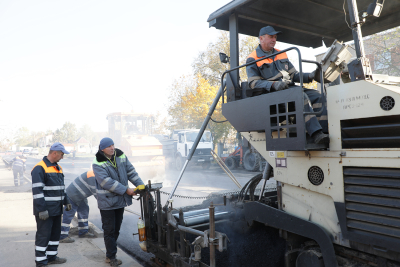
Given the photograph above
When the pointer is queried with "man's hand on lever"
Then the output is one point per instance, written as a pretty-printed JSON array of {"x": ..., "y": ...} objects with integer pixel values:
[
  {"x": 278, "y": 86},
  {"x": 130, "y": 192}
]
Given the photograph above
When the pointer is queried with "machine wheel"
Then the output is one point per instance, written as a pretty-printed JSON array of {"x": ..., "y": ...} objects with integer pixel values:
[
  {"x": 178, "y": 162},
  {"x": 251, "y": 161},
  {"x": 206, "y": 165},
  {"x": 231, "y": 163}
]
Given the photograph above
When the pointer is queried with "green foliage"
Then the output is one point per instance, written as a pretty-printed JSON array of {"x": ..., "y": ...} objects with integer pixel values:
[
  {"x": 208, "y": 63},
  {"x": 383, "y": 51},
  {"x": 191, "y": 96}
]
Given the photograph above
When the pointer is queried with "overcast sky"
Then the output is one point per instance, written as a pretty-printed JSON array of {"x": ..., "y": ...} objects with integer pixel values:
[{"x": 78, "y": 61}]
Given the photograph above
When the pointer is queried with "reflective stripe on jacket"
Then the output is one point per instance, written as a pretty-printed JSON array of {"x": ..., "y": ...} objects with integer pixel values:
[
  {"x": 48, "y": 188},
  {"x": 82, "y": 187},
  {"x": 262, "y": 74},
  {"x": 112, "y": 183}
]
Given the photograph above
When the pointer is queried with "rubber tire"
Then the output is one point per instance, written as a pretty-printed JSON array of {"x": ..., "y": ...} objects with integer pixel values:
[
  {"x": 231, "y": 163},
  {"x": 251, "y": 161},
  {"x": 206, "y": 165},
  {"x": 178, "y": 162}
]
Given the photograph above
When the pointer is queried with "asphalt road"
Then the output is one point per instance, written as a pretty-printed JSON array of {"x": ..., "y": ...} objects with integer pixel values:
[{"x": 195, "y": 182}]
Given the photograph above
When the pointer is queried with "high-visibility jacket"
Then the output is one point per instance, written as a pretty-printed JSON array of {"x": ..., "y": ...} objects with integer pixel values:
[
  {"x": 18, "y": 164},
  {"x": 82, "y": 187},
  {"x": 48, "y": 188},
  {"x": 262, "y": 74},
  {"x": 112, "y": 181}
]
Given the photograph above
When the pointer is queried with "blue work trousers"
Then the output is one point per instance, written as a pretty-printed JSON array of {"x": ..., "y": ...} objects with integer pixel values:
[
  {"x": 83, "y": 214},
  {"x": 18, "y": 172},
  {"x": 47, "y": 239}
]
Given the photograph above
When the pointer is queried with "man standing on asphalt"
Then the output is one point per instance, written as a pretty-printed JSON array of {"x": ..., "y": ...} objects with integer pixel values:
[
  {"x": 113, "y": 170},
  {"x": 49, "y": 196},
  {"x": 78, "y": 191},
  {"x": 18, "y": 166}
]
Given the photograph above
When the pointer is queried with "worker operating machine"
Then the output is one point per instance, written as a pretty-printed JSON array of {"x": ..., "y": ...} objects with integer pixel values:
[{"x": 334, "y": 204}]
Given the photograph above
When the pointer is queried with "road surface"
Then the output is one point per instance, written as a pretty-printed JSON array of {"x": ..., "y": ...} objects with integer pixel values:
[{"x": 195, "y": 182}]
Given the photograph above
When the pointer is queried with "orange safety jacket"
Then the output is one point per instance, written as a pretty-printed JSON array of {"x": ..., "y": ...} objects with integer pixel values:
[
  {"x": 48, "y": 188},
  {"x": 264, "y": 73}
]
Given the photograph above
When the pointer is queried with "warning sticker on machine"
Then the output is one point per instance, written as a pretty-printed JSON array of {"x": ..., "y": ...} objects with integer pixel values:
[
  {"x": 280, "y": 163},
  {"x": 280, "y": 154}
]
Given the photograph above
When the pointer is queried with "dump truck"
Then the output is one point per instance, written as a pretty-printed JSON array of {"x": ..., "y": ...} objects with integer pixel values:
[
  {"x": 333, "y": 204},
  {"x": 177, "y": 148},
  {"x": 131, "y": 133}
]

The problem -> Write out the whole listing above exactly; do not include the pictures.

Exercise solution ->
Given the photograph above
When the pointer is queried with "man's hand on lever"
Then the output is one point per instance, written as a pretty-printed JSON array of {"x": ..., "y": ...} objects with integer pixel values:
[
  {"x": 278, "y": 86},
  {"x": 130, "y": 192}
]
Given the photograph above
When the pointer is queried with "machine wheel"
Then the output is one point per instance, written as a pretty-printed JSON array of {"x": ..., "y": ...} objects with integer pixel values:
[
  {"x": 178, "y": 162},
  {"x": 251, "y": 161},
  {"x": 206, "y": 165},
  {"x": 231, "y": 163}
]
Given the photograph above
When the pointer is queried with "green foliage"
Then the output is one point per instance, written as a pretty-printed JSON array of {"x": ..., "y": ...} objects with integer pixel values:
[
  {"x": 208, "y": 63},
  {"x": 383, "y": 51},
  {"x": 191, "y": 96}
]
Given the photograph above
When the pointer is queried with "overcast sky"
Then the output is one point per instance, written as a pretty-printed JSON array of {"x": ..., "y": ...} objects with integer pixel values:
[{"x": 78, "y": 61}]
Given the photograph above
When the pointer is queried with "reflective stripe on jacket"
Then the output is one point per instance, written as a pretty-printed JSON array of {"x": ..., "y": ...} objects with integer pixel values:
[
  {"x": 48, "y": 188},
  {"x": 82, "y": 187},
  {"x": 262, "y": 74},
  {"x": 112, "y": 183}
]
Given the photograph above
When the pointer is queried with "rubber tire"
Then the output is one point per instance, written as a pretty-printed JSON array of {"x": ..., "y": ...} objects with integer pixel values:
[
  {"x": 231, "y": 163},
  {"x": 251, "y": 161},
  {"x": 206, "y": 165},
  {"x": 178, "y": 162}
]
Given the photograph above
When the pointer is queried with "asphalt road"
Then the output is one point per instance, written as a pretty-printed JSON array of {"x": ..., "y": ...} objects with integer pixel values:
[{"x": 195, "y": 182}]
Given the photograph above
When the pointer is queried with "high-visibility jacket"
Then the output is one point per instance, written as a pretty-printed JSON array of {"x": ..., "y": ...} objects with integer pixel values:
[
  {"x": 18, "y": 164},
  {"x": 82, "y": 187},
  {"x": 48, "y": 188},
  {"x": 262, "y": 74},
  {"x": 112, "y": 181}
]
Given the photograph above
When the pointer is queried with "blue work trousers"
Then the output is one point per instance, written as a pretty-printed JSON array of {"x": ..., "y": ...} objects with integer pixel values:
[
  {"x": 83, "y": 214},
  {"x": 18, "y": 172},
  {"x": 47, "y": 239}
]
Given the photograph above
When the pointer is queried with "man standing on asphalt"
Then the output is one point per instance, written as a pretty-printed JSON array of {"x": ..., "y": ...} objects with integer pixel values:
[
  {"x": 113, "y": 170},
  {"x": 49, "y": 196},
  {"x": 78, "y": 191},
  {"x": 18, "y": 166}
]
Given the photograph above
When the pointer is queried with "worker operating machine"
Then the output is one point per instance, written as a pretty-printed JSON array of {"x": ..., "y": ...} objects with integer pixel values:
[{"x": 334, "y": 204}]
Given the photograph above
When the pointer is queried with "road surface"
Then the output is one point per instance, written as a pretty-printed JSON array of {"x": ..., "y": ...} objects with integer pixel values:
[{"x": 195, "y": 182}]
Given the photograph above
When the pointer is queried with "orange safety jacket"
Then the output is one point per instance, written as a pretty-printed JSON array of {"x": ..., "y": ...} objects with integer pixel values:
[
  {"x": 48, "y": 188},
  {"x": 264, "y": 73}
]
Given the photograph above
When the pointer is queried with "warning sticker on machine"
Then the output is one point per instance, written as a pretty-printed JSON array of {"x": ..., "y": ...} objects with integer pixel values:
[
  {"x": 280, "y": 163},
  {"x": 280, "y": 154}
]
Given the photograph above
When the pointer is queried with "dump truck"
Then the output is one point per instance, written as a pretty-printed JSON array of {"x": ..., "y": ...} objects with integer pixel values:
[
  {"x": 333, "y": 204},
  {"x": 177, "y": 148},
  {"x": 131, "y": 133}
]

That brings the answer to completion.